- DIRECTIONS FOR THIS TASK
Give the line with "legs in the photo above." again, along with every line below it to the end of the records, word for word.

---

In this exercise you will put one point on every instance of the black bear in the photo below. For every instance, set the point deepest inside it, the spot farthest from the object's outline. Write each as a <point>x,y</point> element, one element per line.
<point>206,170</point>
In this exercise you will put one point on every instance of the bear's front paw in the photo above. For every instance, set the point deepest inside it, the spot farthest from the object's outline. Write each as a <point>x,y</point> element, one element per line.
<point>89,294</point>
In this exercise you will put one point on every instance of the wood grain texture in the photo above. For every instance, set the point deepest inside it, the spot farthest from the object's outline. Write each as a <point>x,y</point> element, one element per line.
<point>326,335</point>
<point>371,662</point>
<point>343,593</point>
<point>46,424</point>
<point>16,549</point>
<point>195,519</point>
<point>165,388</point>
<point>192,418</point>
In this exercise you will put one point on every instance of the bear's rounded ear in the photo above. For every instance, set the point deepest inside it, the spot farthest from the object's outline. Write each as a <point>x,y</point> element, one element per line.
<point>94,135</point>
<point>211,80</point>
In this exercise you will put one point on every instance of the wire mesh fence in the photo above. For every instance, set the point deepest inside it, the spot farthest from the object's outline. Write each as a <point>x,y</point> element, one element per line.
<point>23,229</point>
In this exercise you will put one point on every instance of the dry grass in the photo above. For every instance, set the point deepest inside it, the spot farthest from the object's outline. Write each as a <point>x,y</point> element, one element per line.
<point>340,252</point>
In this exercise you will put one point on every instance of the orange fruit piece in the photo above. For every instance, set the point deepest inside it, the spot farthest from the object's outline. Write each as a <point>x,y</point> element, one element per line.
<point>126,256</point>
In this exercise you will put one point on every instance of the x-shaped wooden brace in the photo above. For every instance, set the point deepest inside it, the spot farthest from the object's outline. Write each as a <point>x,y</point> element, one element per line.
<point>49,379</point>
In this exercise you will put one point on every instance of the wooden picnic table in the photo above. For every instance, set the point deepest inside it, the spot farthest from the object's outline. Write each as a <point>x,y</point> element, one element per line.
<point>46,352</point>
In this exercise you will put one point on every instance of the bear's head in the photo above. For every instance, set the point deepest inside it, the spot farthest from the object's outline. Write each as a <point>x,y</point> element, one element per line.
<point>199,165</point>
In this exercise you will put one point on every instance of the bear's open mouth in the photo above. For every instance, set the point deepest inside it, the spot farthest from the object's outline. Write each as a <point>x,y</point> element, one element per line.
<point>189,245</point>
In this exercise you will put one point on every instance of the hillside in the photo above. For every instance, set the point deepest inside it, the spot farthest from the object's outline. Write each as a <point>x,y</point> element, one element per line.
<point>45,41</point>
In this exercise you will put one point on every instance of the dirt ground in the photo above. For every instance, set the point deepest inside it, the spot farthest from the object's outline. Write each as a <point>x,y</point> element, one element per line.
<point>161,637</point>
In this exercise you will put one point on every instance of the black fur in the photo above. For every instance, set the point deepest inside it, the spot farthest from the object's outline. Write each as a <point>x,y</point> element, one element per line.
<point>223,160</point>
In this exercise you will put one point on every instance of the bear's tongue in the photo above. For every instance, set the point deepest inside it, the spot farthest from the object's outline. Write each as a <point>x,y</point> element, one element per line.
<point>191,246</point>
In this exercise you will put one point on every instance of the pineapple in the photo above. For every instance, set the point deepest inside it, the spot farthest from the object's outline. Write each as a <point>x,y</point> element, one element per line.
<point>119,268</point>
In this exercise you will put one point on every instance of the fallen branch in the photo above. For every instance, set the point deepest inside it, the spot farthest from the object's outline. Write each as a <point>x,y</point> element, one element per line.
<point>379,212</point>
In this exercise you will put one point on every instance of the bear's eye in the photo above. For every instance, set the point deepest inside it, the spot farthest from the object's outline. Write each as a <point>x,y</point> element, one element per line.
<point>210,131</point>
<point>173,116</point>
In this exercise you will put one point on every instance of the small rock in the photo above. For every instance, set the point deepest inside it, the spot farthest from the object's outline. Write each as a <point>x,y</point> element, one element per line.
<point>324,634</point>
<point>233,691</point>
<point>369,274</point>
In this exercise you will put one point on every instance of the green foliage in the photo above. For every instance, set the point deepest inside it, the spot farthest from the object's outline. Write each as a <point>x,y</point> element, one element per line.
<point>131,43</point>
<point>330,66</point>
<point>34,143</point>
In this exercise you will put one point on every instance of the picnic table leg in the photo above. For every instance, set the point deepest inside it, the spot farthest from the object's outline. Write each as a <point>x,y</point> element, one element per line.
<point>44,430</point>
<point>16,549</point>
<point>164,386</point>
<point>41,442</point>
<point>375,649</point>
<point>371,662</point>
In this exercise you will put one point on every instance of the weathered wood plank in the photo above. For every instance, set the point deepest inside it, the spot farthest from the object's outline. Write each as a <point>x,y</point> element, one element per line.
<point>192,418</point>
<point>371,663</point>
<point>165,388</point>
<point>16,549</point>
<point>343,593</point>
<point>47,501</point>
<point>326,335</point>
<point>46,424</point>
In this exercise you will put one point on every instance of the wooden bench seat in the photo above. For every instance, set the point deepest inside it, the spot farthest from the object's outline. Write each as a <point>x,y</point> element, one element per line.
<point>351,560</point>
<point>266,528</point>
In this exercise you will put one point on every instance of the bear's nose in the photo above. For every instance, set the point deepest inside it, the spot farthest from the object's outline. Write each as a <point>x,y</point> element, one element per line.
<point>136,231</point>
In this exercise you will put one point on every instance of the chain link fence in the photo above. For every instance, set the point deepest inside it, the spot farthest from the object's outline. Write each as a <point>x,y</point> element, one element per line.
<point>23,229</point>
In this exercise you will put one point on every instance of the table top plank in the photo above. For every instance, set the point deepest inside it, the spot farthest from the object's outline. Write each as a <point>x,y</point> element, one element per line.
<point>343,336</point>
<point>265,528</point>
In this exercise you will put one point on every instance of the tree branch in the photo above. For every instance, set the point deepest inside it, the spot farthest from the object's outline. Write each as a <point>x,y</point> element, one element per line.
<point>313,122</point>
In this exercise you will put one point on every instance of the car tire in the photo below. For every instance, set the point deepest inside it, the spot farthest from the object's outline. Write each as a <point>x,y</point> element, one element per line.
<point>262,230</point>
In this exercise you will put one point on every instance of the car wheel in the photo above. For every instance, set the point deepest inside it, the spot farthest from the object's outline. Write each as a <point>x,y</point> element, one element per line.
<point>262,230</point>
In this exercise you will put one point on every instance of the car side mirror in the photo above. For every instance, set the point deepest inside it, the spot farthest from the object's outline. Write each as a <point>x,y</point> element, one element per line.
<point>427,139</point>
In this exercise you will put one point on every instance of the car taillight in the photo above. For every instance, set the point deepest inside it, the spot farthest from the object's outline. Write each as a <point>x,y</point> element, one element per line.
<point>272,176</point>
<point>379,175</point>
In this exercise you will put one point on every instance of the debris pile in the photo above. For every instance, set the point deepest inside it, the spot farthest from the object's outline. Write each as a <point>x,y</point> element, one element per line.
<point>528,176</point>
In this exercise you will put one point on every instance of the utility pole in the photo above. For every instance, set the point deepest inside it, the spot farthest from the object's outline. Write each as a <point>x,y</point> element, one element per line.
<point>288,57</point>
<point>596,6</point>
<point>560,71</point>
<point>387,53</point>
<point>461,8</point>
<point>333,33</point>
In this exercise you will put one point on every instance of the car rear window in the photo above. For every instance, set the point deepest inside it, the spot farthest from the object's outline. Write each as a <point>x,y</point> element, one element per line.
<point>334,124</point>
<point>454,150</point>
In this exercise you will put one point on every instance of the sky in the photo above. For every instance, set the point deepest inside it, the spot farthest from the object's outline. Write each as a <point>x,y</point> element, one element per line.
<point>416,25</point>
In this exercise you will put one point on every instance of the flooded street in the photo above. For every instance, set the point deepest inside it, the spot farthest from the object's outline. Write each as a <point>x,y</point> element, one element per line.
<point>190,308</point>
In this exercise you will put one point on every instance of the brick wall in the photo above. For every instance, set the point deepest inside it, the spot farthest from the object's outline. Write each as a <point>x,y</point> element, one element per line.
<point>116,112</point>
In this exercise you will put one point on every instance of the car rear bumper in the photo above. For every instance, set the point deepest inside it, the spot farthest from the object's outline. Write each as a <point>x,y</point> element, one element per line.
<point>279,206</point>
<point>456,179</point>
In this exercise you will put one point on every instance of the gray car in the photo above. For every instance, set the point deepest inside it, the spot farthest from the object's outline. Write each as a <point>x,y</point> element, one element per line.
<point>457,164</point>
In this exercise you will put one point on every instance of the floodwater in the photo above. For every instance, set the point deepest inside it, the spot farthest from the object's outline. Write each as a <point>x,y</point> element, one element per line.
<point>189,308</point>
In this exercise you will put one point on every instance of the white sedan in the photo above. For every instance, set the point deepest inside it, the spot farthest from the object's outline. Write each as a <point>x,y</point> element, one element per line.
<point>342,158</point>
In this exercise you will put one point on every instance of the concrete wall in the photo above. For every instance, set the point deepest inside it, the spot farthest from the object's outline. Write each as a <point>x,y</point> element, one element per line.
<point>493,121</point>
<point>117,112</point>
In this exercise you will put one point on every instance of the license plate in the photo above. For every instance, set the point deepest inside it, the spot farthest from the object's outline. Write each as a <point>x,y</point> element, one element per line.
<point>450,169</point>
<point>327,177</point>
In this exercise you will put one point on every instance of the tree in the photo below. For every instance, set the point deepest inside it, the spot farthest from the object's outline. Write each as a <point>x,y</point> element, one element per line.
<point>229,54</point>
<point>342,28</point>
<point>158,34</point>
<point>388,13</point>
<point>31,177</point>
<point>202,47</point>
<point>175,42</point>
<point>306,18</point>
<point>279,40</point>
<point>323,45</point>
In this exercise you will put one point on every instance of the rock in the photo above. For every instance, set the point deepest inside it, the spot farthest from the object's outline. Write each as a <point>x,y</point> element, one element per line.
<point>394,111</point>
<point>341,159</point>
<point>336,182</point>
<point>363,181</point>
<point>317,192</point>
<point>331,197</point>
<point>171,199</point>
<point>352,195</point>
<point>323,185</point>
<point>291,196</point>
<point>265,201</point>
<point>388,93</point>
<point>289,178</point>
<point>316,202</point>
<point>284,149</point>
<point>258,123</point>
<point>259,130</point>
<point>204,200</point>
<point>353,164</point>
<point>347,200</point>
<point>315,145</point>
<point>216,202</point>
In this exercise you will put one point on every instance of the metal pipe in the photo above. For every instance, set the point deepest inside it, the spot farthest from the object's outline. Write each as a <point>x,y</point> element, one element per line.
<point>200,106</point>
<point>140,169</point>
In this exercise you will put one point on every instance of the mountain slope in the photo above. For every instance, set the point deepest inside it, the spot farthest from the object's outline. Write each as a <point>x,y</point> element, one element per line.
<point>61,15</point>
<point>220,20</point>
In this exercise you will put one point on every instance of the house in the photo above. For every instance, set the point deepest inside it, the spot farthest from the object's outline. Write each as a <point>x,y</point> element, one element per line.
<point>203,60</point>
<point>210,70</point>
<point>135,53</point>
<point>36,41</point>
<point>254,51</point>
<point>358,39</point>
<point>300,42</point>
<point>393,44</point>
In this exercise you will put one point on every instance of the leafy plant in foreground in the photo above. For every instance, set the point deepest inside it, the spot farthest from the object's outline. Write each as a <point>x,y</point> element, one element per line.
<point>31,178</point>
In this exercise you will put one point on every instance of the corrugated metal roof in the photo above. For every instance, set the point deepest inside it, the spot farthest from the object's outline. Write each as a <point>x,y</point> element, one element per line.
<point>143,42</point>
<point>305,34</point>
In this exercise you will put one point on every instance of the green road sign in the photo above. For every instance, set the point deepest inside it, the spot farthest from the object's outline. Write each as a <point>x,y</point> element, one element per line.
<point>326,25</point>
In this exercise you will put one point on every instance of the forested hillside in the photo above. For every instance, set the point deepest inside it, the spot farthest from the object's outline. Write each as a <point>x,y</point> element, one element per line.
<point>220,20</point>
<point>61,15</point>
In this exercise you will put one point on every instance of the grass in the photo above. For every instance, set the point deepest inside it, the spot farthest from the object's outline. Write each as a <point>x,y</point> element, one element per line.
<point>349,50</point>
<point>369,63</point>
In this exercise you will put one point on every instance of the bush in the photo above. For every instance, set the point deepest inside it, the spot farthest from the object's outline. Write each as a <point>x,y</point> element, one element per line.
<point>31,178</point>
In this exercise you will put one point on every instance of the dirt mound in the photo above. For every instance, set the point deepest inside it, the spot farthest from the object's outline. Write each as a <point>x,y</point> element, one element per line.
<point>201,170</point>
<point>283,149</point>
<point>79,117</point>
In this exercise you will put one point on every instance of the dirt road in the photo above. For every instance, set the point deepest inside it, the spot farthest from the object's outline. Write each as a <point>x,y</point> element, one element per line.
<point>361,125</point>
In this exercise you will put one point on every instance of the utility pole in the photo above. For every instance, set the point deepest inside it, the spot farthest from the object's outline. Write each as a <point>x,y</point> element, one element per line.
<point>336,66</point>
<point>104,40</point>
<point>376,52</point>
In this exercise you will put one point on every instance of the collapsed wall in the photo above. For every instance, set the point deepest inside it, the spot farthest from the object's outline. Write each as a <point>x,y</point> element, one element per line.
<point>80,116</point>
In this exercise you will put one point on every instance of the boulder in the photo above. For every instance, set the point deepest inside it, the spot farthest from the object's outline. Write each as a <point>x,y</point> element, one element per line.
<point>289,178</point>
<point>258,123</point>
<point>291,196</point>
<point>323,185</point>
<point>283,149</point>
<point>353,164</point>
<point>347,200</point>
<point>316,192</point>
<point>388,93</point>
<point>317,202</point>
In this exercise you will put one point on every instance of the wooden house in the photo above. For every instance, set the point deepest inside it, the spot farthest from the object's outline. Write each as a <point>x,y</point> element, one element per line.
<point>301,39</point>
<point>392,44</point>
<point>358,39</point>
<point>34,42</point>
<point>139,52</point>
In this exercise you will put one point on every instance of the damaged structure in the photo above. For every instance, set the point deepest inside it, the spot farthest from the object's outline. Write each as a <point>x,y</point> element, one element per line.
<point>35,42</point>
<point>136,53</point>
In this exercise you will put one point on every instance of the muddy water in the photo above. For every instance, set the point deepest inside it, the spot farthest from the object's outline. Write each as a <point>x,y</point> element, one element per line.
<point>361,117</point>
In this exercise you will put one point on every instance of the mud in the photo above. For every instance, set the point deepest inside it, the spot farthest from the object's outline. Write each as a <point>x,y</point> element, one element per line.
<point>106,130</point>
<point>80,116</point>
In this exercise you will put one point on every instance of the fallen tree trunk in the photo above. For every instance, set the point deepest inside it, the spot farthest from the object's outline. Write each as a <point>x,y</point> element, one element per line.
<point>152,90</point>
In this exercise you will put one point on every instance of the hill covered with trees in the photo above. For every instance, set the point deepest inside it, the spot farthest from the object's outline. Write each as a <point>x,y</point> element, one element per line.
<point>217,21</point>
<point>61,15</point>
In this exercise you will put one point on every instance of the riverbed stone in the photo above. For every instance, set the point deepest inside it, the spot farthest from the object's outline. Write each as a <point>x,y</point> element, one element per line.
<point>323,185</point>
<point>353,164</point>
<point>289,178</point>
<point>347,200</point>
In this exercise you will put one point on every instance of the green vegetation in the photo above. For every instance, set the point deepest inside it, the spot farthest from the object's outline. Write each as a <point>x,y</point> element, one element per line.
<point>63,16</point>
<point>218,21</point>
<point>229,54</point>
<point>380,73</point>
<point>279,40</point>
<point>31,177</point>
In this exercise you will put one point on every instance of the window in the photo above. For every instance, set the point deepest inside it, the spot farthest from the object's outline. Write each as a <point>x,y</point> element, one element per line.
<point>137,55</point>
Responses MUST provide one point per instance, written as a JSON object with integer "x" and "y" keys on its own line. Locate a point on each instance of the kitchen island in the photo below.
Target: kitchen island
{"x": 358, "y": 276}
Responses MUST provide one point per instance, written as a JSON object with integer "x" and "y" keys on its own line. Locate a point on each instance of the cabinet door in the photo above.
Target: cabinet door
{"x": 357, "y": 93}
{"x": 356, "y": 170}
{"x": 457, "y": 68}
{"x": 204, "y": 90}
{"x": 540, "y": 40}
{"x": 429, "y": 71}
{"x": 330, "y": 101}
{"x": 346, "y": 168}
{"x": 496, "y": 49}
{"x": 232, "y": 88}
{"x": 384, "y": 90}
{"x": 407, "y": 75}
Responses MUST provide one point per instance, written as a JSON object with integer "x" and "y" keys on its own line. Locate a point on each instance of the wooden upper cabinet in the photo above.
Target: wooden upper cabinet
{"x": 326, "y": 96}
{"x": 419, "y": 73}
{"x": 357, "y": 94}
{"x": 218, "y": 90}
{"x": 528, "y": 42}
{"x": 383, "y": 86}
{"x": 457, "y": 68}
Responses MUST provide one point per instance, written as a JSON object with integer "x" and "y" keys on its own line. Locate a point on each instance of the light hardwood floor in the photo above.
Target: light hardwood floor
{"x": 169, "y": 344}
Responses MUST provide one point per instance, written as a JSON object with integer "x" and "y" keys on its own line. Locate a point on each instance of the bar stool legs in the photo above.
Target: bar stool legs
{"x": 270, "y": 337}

---

- FINISHED EXERCISE
Responses MUST provide one point per instance, written as a JSON object with integer "x" and "y" keys on its own line. Locate a point on each instance of the bar stool legs in the photo above.
Target: bar stool legs
{"x": 270, "y": 337}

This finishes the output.